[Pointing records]
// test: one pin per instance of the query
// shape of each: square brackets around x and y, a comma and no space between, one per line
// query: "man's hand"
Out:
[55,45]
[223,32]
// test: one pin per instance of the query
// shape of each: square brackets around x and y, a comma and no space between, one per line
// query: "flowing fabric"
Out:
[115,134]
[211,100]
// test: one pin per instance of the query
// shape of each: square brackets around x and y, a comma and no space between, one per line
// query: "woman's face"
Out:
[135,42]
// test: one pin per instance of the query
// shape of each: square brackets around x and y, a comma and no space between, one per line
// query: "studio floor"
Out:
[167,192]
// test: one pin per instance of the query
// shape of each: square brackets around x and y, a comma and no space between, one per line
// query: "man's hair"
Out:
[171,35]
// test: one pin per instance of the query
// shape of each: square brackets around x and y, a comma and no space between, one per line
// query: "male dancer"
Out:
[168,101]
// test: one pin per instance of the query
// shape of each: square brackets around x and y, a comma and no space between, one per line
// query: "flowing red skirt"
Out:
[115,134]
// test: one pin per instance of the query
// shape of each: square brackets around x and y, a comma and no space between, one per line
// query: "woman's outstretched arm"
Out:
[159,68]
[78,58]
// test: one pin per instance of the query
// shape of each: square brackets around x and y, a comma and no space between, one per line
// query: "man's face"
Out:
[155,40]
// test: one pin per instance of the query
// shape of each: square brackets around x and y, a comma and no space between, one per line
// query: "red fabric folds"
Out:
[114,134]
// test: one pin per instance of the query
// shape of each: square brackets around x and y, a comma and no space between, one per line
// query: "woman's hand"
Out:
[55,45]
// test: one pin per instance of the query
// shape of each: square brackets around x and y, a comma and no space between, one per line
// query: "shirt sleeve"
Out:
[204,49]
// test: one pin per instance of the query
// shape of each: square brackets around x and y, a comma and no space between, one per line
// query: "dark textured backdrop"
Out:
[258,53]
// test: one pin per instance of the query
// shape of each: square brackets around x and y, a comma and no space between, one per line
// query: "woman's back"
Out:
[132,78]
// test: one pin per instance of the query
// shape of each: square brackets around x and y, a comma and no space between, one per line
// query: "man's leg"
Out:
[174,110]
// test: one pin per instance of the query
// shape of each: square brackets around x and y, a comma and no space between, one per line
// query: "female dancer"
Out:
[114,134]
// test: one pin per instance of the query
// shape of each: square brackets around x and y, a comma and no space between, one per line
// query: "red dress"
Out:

-- Required task --
Copy the records above exactly.

-- Correct output --
// test: one pin per instance of the query
// shape of each: square brackets around x and y, a comma and no space between, one per line
// query: "man's hand"
Out:
[55,45]
[223,32]
// test: one pin per instance of the query
// shape of each: square brackets around x and y, a comma and no space between, one per line
// query: "flowing fabric"
Out:
[115,134]
[211,100]
// test: one pin per instance of the query
// shape of each: square brackets around x and y, a comma and no space between, one per line
// query: "woman's face"
Out:
[135,42]
// test: one pin per instance of the query
// shape of each: square brackets around x and y, a comma and no space between, one per line
// query: "studio floor"
Out:
[167,192]
// test: one pin per instance of the query
// shape of each: square brackets around x and y, a comma and no space between, one per line
// query: "man's hair"
Out:
[171,35]
// test: one pin per instance of the query
// shape of each: square brackets around x and y, a comma and no space between, one per line
// query: "male dancer"
Out:
[168,101]
// test: one pin per instance of the query
// shape of each: square brackets around x and y, a comma and no space between, one per line
// query: "flowing red skirt"
Out:
[115,134]
// test: one pin per instance of the query
// shape of each: square brackets around x and y, a comma and no space between, one per line
// query: "woman's outstretched arm"
Out:
[159,68]
[78,58]
// test: one pin per instance of the query
// shape of each: square brackets around x and y, a comma and no space between, one per line
// query: "man's face"
Out:
[155,40]
// test: one pin per instance of the query
// shape of each: square brackets around x and y, a comma and no space between, one per line
// query: "red fabric folds"
Out:
[114,134]
// test: one pin per instance of the query
// shape of each: square brackets around x and y, a comma and no space between, one per line
// query: "woman's hand"
Out:
[55,45]
// test: one pin per instance of the query
// shape of each: square brackets around x and y, a comma and no space between, one per line
// query: "shirt sleeve"
Out:
[204,49]
// test: one pin per instance of the query
// shape of each: square brackets around x and y, a comma and no space between, one per line
// query: "dark textured backdrop"
Out:
[258,53]
// test: one pin per instance of the query
// shape of each: square brackets around x and y, a comma and no space between, one per line
// query: "woman's back"
Out:
[132,78]
// test: one pin per instance of the query
// shape of each: square brackets around x and y, a comma and no space between, one per line
// query: "man's leg"
Out:
[174,110]
// test: one pin per instance of the query
// shape of each: square brackets around x and y, a comma and no space between, one per line
// query: "female dancer"
Out:
[114,134]
// test: one pin per instance of the query
// shape of each: square brackets around x and y, a comma and no space between, one per line
// query: "red dress"
Out:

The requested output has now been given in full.